=== TO BE DONE ===
Please reproduce every record, keeping each one exactly as written.

----

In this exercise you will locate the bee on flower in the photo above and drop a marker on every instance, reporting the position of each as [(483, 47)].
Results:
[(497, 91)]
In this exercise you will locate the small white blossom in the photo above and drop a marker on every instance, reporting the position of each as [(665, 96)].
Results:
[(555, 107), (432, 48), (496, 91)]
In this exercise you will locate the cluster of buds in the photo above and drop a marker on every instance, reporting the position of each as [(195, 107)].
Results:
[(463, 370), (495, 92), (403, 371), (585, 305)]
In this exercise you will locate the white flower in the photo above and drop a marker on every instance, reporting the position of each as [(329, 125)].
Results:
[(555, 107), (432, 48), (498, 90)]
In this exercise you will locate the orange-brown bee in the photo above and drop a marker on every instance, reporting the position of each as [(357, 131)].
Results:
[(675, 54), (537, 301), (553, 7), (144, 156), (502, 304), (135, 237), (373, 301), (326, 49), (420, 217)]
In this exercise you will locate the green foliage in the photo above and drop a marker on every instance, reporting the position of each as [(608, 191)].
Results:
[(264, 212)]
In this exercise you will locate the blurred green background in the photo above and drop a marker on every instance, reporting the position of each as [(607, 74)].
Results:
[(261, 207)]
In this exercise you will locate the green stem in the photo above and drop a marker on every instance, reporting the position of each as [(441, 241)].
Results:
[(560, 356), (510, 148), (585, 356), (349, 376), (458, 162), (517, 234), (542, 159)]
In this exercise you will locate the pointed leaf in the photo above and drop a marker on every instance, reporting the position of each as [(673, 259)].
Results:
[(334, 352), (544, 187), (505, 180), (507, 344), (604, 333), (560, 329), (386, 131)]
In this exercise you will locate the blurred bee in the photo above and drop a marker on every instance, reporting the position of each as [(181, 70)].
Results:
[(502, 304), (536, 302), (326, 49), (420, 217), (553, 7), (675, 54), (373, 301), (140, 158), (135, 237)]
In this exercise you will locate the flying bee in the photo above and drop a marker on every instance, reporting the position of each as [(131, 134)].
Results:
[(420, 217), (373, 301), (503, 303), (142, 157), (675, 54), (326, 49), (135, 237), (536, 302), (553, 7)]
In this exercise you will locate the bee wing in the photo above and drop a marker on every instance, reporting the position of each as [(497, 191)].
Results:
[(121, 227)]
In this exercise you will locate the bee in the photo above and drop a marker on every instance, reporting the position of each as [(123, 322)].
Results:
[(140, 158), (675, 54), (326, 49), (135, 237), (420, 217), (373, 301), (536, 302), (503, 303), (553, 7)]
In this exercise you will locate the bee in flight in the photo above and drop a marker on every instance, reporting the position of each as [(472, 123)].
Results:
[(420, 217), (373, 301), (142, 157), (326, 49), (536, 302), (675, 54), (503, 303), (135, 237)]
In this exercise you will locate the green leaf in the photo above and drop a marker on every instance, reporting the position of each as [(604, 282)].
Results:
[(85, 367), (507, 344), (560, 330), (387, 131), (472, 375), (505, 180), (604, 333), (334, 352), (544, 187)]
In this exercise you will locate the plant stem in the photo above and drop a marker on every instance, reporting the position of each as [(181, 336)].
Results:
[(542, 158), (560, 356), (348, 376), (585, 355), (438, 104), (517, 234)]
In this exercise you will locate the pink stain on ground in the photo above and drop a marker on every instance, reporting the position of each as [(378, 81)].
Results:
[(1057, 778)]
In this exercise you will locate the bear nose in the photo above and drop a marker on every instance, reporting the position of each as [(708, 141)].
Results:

----

=== THE REPLY ===
In this exercise you will locate the bee on flower in the photo above and drop a marker on every instance, reporting the position of each as [(483, 47)].
Results:
[(497, 91)]
In this exercise you will locate the small white blossom in the photo above and drop a marker on every instance, reporting the position of each as [(665, 96)].
Results:
[(555, 107), (432, 48), (496, 91)]
In this exercise you will locate the cluster of buds in the photo above and drop a marker on every instance, reporting the position of each as [(195, 107)].
Results:
[(463, 370), (495, 92), (403, 371), (585, 305)]
In this exercise you will locate the white flower in the photo above and drop a marker on every instance, reporting the position of each as [(329, 125)].
Results:
[(555, 107), (432, 48), (498, 90)]
In this exercise you will locate the orange-brown bee in the photo above and drop a marker on every instance, reporting the position of each as [(357, 131)].
Results:
[(675, 54), (537, 301), (553, 7), (144, 156), (502, 304), (135, 237), (373, 301), (326, 49), (420, 217)]
In this exercise you will locate the green foliage in the photo above and drop a marker on every instance, reporting the position of each as [(608, 191)].
Results:
[(264, 212)]
In this exercise you will locate the blurred green background in the photo above and drop a marker on every instance, reporting the position of each as [(607, 74)].
Results:
[(261, 207)]
In this exercise you will locate the green stem in the photo above and drop a marker on every instance, reporting the position of each as [(441, 241)].
Results:
[(560, 356), (510, 148), (585, 356), (349, 376), (458, 162), (517, 234), (542, 159)]
In this exercise you will locate the pointed leaf in the photo above and drop a marker on every instance, reporting the position of each as [(673, 259)].
Results:
[(334, 352), (544, 187), (505, 180), (507, 344), (604, 333), (560, 329), (386, 131)]
In this exercise you will locate the blurred bee in the photo above and drop a marker on every instance, reporting the position of each as [(181, 70)].
Results:
[(502, 304), (536, 302), (326, 49), (420, 217), (553, 7), (675, 54), (373, 301), (140, 158), (135, 237)]
In this exercise you will locate the flying bee in the photo above and drop a marker on every instance, reporting the position of each as [(131, 134)].
Results:
[(420, 217), (373, 301), (503, 303), (142, 157), (675, 54), (326, 49), (135, 237), (536, 302), (553, 7)]
In this exercise you will locate the bee wing in the photo above and drop a marker on every instance, reporting the position of each as [(497, 191)].
Results:
[(121, 227)]
In this exercise you will locate the bee in the photo above and drop a marker on every instance, reporting the position of each as [(123, 322)].
Results:
[(140, 158), (675, 54), (326, 49), (135, 237), (420, 217), (373, 301), (536, 302), (503, 303), (553, 7)]
In this exercise you will locate the bee in flight in the photo above and drop a marker on every instance, reporting the position of each as [(472, 123)].
Results:
[(420, 217), (373, 301), (142, 157), (326, 49), (536, 302), (675, 54), (503, 303), (135, 237)]
In this exercise you will locate the green leaf in the photo above and drop a marker on every instance, reporting the position of each as [(604, 282)].
Results:
[(85, 367), (507, 344), (560, 330), (387, 131), (472, 375), (505, 180), (604, 333), (334, 352), (544, 187)]
In this exercise you will locate the plant stem in the photo above and drop a marker on every instance, reporting the position of each as [(181, 336)].
Results:
[(542, 158), (560, 356), (348, 376), (585, 355), (438, 104), (517, 234)]
In this exercise you will locate the pink stain on ground in the photo above and drop a marker on every instance, reporting the position of each as [(378, 81)].
Results:
[(1057, 778)]
In this exercise you will locate the bear nose in the photo above and drop a marker on every instance, reporting the position of each as [(708, 141)].
Results:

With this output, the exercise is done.